(Aim of the task) In full and without change, retype the records.

────────────────

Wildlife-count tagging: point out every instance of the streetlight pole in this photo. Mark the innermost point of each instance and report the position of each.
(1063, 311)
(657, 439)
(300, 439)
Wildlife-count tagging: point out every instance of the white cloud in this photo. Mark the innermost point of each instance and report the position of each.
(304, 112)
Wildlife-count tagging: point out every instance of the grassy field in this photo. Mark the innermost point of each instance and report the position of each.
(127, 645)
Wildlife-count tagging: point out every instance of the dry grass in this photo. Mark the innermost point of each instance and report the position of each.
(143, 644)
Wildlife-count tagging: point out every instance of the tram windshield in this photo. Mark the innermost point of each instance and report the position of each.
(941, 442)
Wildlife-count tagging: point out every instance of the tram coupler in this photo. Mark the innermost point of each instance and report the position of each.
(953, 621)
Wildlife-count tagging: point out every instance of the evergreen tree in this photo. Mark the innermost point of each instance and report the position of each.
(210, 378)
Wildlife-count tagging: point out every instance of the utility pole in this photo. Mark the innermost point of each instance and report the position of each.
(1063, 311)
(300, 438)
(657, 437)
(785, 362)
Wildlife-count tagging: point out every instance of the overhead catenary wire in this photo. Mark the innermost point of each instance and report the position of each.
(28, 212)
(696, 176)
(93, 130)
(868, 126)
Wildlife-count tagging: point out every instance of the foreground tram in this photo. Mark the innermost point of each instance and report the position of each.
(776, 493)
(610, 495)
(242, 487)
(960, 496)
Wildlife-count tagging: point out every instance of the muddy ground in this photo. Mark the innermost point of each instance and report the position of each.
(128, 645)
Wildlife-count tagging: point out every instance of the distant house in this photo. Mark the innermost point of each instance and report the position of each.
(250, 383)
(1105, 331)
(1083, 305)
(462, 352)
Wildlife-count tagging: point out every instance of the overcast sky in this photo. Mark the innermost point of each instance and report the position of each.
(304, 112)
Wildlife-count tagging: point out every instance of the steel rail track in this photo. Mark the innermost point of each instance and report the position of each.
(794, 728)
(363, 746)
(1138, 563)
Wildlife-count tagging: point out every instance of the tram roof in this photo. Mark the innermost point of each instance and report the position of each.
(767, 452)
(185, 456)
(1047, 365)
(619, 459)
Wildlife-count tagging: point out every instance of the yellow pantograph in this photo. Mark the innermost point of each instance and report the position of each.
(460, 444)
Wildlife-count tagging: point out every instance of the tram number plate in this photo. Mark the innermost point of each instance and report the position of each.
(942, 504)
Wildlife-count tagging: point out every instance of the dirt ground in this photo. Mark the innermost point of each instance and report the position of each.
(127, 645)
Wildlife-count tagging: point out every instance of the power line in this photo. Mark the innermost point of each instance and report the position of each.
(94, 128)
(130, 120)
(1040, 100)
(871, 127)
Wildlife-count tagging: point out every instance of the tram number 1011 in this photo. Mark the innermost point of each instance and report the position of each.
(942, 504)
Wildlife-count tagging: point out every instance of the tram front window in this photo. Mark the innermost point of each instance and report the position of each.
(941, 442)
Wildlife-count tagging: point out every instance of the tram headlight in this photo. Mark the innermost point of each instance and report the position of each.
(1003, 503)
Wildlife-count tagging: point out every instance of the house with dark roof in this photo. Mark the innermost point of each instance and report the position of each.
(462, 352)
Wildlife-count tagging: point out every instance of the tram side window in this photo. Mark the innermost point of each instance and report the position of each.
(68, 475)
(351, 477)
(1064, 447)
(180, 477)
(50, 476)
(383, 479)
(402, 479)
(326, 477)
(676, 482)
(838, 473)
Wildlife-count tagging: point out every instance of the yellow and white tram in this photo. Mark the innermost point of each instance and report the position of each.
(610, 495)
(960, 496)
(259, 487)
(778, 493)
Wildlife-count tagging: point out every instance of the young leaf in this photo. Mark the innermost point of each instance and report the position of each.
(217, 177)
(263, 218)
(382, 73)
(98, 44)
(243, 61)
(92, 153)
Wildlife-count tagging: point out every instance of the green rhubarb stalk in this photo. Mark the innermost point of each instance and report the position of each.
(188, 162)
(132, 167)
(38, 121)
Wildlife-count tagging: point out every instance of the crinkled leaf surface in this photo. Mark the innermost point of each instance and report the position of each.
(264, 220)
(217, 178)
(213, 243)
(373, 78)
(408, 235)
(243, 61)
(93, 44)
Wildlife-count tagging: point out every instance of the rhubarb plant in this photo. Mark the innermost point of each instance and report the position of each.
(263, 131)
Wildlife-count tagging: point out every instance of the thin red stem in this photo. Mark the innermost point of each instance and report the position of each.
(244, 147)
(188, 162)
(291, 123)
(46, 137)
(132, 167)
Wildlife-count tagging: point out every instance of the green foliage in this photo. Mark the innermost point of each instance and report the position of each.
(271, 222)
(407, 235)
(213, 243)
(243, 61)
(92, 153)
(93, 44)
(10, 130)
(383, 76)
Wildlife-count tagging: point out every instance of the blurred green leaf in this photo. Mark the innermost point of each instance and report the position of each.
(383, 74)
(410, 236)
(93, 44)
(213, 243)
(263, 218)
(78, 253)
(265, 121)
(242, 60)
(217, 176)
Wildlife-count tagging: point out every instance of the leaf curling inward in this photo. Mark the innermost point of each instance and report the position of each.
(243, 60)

────────────────

(Response area)
Wildlife-count tagging: point out every instance of the streetlight pole in this photo. Mark the innermost point of each instance and report the position of each.
(1063, 311)
(657, 439)
(300, 439)
Wildlife-count tagging: point out every instance of the white cloud in this photo. Mark the innermost point of each instance and report the position of each.
(304, 112)
Wildlife-count tagging: point out every instance of the grassy field in this photo. Mark the innermost point of each instance and report the position of each.
(127, 645)
Wildlife-count tagging: point out every instance of the dry grass in this photo. Mark the innermost point of each instance and report the position of each.
(143, 644)
Wildlife-count tagging: point out every instance of the tram windshield in this photo. Mark the innermost point of each instance and report the position of each.
(941, 442)
Wildlife-count tagging: point out every instance of the tram coupler in this photo. Mark the innermost point of each instance and report the position of each.
(953, 621)
Wildlife-count tagging: point out every instance of the evergreen tree in this photo. Mark the innermost point of each instance and report the position of each.
(210, 378)
Wildlife-count tagging: point out every instance of the utility pole in this photo. Mark the innermost point of each instance and report the position of each.
(1063, 311)
(300, 438)
(657, 437)
(785, 362)
Wildlife-count tagging: point out every instance of the overhead catenary wire in this photo. Mark the innermost point of each instance and report the position of each.
(28, 212)
(696, 176)
(93, 130)
(868, 126)
Wildlife-count tagging: point out every instance of the foreground tram in this photo. Mark the innermost point of each instance and report the position of each.
(776, 493)
(610, 495)
(242, 487)
(960, 496)
Wildlife-count tagging: point out every instance of the muddy ground in this photo. Mark the innermost point of each instance and report the position of each.
(128, 645)
Wildlife-count tagging: point out every instance of the distant house in this photo. Mark the innermost point of each instance and report the position of each.
(250, 383)
(1105, 331)
(1083, 305)
(462, 352)
Wildlife-count tagging: point out every instance of the overcast sky in this photo. Mark the innermost point of each instance and report the position of each.
(304, 112)
Wildlife-count tagging: point out every instance of the steel rail track in this photo. Mark the innermost point of each instance and report the position of each.
(794, 728)
(363, 746)
(1138, 563)
Wildlife-count tagging: point out every instance of the tram roof in this photo. Mark the innermost point of each instance and report the position of each.
(767, 452)
(185, 456)
(1047, 365)
(619, 459)
Wildlife-count tagging: point out every instance of the yellow pantograph in this photo. Mark the innermost point of each instance and report the position of each.
(460, 444)
Wildlife-count tagging: point out every instance of the tram number plate in this photo. Mark the innermost point of each instance and report the position of each.
(942, 504)
Wildlife-count tagging: point out every instance of the dirt ground in this photo. Mark the innermost point of each instance and report the position of each.
(127, 645)
Wildlife-count tagging: point out every instance of the power line in this photo. Mark the innermost point of each instance and report the position of each.
(94, 128)
(130, 120)
(1040, 100)
(871, 127)
Wildlife-count tagging: point out every instance of the tram number 1011 in this photo. Mark the innermost point of each instance and report the position of each.
(942, 504)
Wildlife-count tagging: point out every instance of the tram front window in this photo. Mark the innermost point of each instance and report the position of each.
(941, 442)
Wildlife-count tagging: point out every instance of the tram headlight in this photo. Mark the innermost point of each instance and report the position of each.
(1003, 503)
Wildlife-count tagging: point out every instance of the house with dark roof in this photo. Mark the innermost point of each instance and report the position of each.
(462, 352)
Wildlife-count tagging: point out every instance of the tram side window in this photo. Mark the innermost point of each instance and report the position of each.
(68, 475)
(351, 477)
(1064, 447)
(180, 477)
(50, 476)
(383, 479)
(402, 479)
(326, 477)
(676, 482)
(838, 473)
Wildlife-count tagging: point out every instance of the yellow and white tram in this photo. Mark the innermost point of each instance and report the position of each.
(610, 495)
(960, 496)
(259, 487)
(778, 493)
Wildlife-count tagging: point out every instance of the young leaf in this photo. Mark the innermost point of each instance and report the position of each.
(217, 177)
(263, 218)
(382, 73)
(98, 44)
(243, 61)
(92, 153)
Wildlife-count tagging: point out every instance of the green rhubarb stalk in this photo. Mark the innermost point of each instance and report the position of each.
(188, 162)
(132, 167)
(38, 121)
Wildlife-count tagging: point out every instance of the crinkled leaf surface in this photo. Mark the innermost point of each instance and report the position of each.
(264, 220)
(217, 178)
(213, 243)
(373, 78)
(408, 235)
(243, 61)
(93, 44)
Wildlife-count tagging: point out every instance of the rhubarb plant in this photo. Mark the innermost point of each instance and report the position of each.
(263, 131)
Wildlife-count tagging: point out every instance of the thin red stem in this photo. Mark the innermost point of each instance and report the position of each.
(244, 147)
(188, 162)
(291, 123)
(46, 137)
(132, 167)
Wildlife-count tagging: point out every instance of the green foliage in this photo. Mark the innermost point of each instance and report the position of each.
(271, 222)
(407, 235)
(213, 243)
(243, 61)
(92, 153)
(93, 44)
(10, 130)
(383, 76)
Wildlife-count tagging: point out every instance of the blurred green leaf in this photo. Mark the innermost point of each instance and report the position of each.
(383, 74)
(410, 236)
(93, 44)
(213, 243)
(263, 218)
(78, 253)
(265, 121)
(242, 60)
(217, 176)
Wildlife-count tagging: point out every instance of the leaf curling inward in this photo. Mark the innermost point of each instance and report the position of each.
(243, 60)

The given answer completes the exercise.